= Aim =
Copy each of the following rows word for word, leaving out the pictures.

= Records shown =
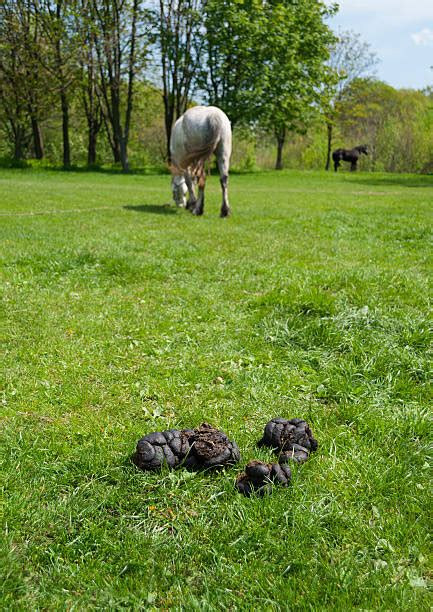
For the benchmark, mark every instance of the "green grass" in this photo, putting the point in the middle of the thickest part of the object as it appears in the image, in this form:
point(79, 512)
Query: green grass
point(118, 315)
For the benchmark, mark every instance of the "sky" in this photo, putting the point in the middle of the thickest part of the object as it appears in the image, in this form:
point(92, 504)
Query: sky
point(399, 31)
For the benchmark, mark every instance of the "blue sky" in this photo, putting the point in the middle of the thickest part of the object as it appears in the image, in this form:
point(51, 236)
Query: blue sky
point(399, 31)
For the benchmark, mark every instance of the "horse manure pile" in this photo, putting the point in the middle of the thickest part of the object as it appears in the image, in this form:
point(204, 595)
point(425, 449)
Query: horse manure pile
point(205, 448)
point(260, 477)
point(293, 439)
point(201, 448)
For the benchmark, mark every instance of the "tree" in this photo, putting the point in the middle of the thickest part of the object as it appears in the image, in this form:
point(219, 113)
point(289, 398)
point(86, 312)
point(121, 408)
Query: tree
point(294, 60)
point(178, 42)
point(23, 88)
point(230, 69)
point(118, 55)
point(265, 61)
point(350, 59)
point(89, 76)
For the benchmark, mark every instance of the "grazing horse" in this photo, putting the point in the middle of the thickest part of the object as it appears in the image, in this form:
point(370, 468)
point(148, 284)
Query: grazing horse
point(198, 133)
point(351, 155)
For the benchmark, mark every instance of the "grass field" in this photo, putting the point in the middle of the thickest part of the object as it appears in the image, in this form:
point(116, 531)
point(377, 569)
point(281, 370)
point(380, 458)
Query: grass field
point(122, 316)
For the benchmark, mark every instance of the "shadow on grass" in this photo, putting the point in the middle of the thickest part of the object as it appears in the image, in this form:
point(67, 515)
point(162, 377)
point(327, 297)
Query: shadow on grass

= Answer to this problem =
For the benchmark, mark every instance of the "green grass" in this photo, putting the point in the middle of the thickest part of the object as it appears in the image, in this form:
point(79, 512)
Query: green grass
point(118, 315)
For the benchmark, mark every instance of the "sky" in this photo, putting the point in the middle of the thickest part of the object as it appears in the image, in this form:
point(92, 504)
Query: sky
point(399, 31)
For the benchmark, mark every instance of the "blue sky" in this photo, putting the point in the middle of the thickest part of the object as it appears in the image, in this form:
point(51, 236)
Query: blue sky
point(399, 31)
For the benchmark, mark every instance of the "horse manure pile" in this photo, putting the point in the middle of the thickest part of the object as it appears in the image, in this form:
point(204, 595)
point(425, 449)
Query: horse manure pile
point(205, 448)
point(260, 477)
point(293, 439)
point(201, 448)
For the benchmark, mark every instance of the "tree" in this photo, putting the point in the middle of the thickest part of the object as it appears in the image, in this form:
point(219, 113)
point(289, 398)
point(86, 312)
point(121, 408)
Query: tree
point(294, 60)
point(178, 42)
point(23, 88)
point(230, 69)
point(118, 55)
point(265, 61)
point(350, 59)
point(89, 76)
For the benchmark, mark every instance of the "grazing horse" in this photo, putting the point in the middle of the thickest part of the object as it appears in the image, in this form:
point(370, 468)
point(148, 284)
Query: grazing horse
point(198, 133)
point(351, 155)
For the benchmark, mark every instance of the "grass field" in this photo, putting the point in the middle of the thickest part of the object as it appears in the image, in this form:
point(116, 531)
point(377, 569)
point(281, 370)
point(380, 458)
Query: grass field
point(122, 316)
For the benchmark, mark every instance of the "shadow on grass" in this photo, putting the point in the middle of the thickest part of the object as it appears in the image, in this form:
point(67, 515)
point(162, 377)
point(327, 297)
Query: shadow on grass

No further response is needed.